Give the entries again, precisely as they were written.

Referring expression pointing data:
--- START ---

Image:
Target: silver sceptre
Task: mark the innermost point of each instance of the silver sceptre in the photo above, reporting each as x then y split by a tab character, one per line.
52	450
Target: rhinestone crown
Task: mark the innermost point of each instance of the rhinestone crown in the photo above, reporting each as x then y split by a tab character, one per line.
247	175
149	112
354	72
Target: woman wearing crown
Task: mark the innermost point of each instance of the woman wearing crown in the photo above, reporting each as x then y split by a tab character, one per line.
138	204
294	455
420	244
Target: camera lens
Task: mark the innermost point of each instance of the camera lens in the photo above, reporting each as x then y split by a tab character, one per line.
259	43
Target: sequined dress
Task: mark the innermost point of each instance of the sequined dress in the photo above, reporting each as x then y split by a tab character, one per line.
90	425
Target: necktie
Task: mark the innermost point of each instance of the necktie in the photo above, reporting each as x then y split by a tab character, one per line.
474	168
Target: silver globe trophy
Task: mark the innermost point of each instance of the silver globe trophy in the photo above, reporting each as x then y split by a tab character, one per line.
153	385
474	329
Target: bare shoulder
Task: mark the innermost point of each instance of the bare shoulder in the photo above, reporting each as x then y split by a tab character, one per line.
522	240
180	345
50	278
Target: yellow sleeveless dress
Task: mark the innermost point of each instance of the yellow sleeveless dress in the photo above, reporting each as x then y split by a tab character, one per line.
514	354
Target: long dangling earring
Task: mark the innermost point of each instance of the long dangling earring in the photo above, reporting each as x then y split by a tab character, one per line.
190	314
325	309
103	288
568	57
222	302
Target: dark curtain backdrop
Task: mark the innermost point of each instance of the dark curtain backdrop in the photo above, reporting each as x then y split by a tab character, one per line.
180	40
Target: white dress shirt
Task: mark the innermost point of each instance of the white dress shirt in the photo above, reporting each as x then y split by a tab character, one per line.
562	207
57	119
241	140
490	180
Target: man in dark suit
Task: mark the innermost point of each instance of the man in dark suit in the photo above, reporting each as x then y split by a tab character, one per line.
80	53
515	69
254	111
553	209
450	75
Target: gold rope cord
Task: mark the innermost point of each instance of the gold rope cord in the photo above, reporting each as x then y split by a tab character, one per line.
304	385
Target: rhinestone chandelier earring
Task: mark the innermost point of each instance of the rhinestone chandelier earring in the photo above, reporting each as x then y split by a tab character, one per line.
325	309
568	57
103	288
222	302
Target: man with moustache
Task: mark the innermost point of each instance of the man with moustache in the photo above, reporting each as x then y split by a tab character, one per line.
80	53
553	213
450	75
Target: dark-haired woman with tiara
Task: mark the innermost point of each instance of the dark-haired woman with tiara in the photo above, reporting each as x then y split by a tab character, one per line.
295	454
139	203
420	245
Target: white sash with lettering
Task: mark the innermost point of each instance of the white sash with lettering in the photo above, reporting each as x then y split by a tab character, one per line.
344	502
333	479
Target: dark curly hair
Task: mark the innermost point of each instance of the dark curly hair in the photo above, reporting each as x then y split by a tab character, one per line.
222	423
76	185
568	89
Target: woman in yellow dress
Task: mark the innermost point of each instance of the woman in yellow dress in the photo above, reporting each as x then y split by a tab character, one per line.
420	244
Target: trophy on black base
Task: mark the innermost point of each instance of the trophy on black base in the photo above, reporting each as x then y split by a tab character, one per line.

--- END ---

[Exercise output]
Image:
Target: silver sceptre
Task: mark the innermost point of each instance of the silver sceptre in the photo above, reporting each as x then y split by a tab character, one per line.
52	450
Target: rhinestone crown
Task: mark the innermost point of each instance of the rhinestone crown in the photo above, reporting each as x then y split by a tab character, one per line.
247	175
149	112
354	72
Target: woman wearing crown
Task: mark the innermost point of each instance of the woman wearing crown in the photo above, reporting each as x then y split by a tab character, one per line.
138	204
294	455
420	244
Target: camera lens
Task: mark the innermost point of each instance of the camera lens in the photo above, reporting each as x then y split by a tab character, one per line.
259	43
Target: sequined dress
Task: mark the innermost point of each instance of the sequined dress in the photo above, reporting each as x then y split by a tab character, one per line.
90	425
Target: necktie
Task: mark the innermost point of each instance of the necktie in the photo above, reporting each as x then y split by a tab character, one per line.
474	168
Target: silver globe trophy
Task: mark the innermost point of each instance of the silver globe trophy in the photo above, reporting each as x then y split by a tab character, one per line.
153	385
474	329
Target: bare shoulder
Task: mark the innermost point of each instance of the bare shoulder in the photo above, reporting each as x then y split by a tab character, one per line.
522	240
180	345
50	278
Target: yellow sleeveless dress
Task: mark the innermost point of each instance of the yellow sleeveless dress in the photo above, reporting each as x then y split by a tab character, one per line.
514	354
Target: long dangling earring
Task: mark the innermost point of each instance of the long dangling earring in the photo above, reporting each as x then y split by a tab character, one per line.
190	314
325	309
103	288
568	57
222	302
Target: dark curtain backdrop
Task: mark the innermost point of each instance of the dark curtain backdrop in the photo above, reporting each as x then y split by a tab character, one per line.
180	40
Target: white dress shirt
Task: mark the innermost point of each instance of the white dress shirt in the photo above, reporting each as x then y split by a tab character, one per line.
562	207
57	119
241	140
490	180
Target: man in dark suit
Task: mark the innermost point of each instance of the man in dark suit in the photo above, reporting each as x then y split by a tab character, one per line.
80	53
515	69
254	111
553	209
450	75
Target: gold rope cord
Task: mark the innermost point of each instance of the gold rope cord in the photo above, reporting each as x then y split by a tab character, one per line.
304	385
Target: rhinestone chandelier earring
Task: mark the innermost point of each instance of the rhinestone chandelier earring in the photo above, reporting each as x then y split by a tab character, one per line.
325	309
568	57
103	288
222	302
Target: man with moustache
Task: mark the innermost point of each instance of the man with moustache in the photo above, reporting each as x then y split by a tab character, one per line.
80	53
553	213
450	75
Target: dark-haired woman with tiara
Task: mark the innermost point of each instance of the dark-haired woman with tiara in the photo above, reporting each as x then y split by a tab character, one per line.
295	454
139	203
420	245
Target: white sash with lettering
Task: mark the innermost point of each instance of the white sash with lettering in the photo above, reporting each as x then y split by a tab character, one per line.
344	502
333	479
Target: dark curly hair
Task: mark the innermost point of each instance of the dark curly hair in the photo above, reporting each as x then y split by a tab character, one per line.
222	423
76	185
568	89
Target: woman in yellow dress
Task: mark the innermost point of each instance of the woman in yellow dress in the photo above, reporting each as x then y split by a tab character, one per line.
420	244
Target: trophy on black base
Task: mark the innermost point of each instance of the trophy on black base in the photo above, reporting each as x then y split by a tab character, one per line.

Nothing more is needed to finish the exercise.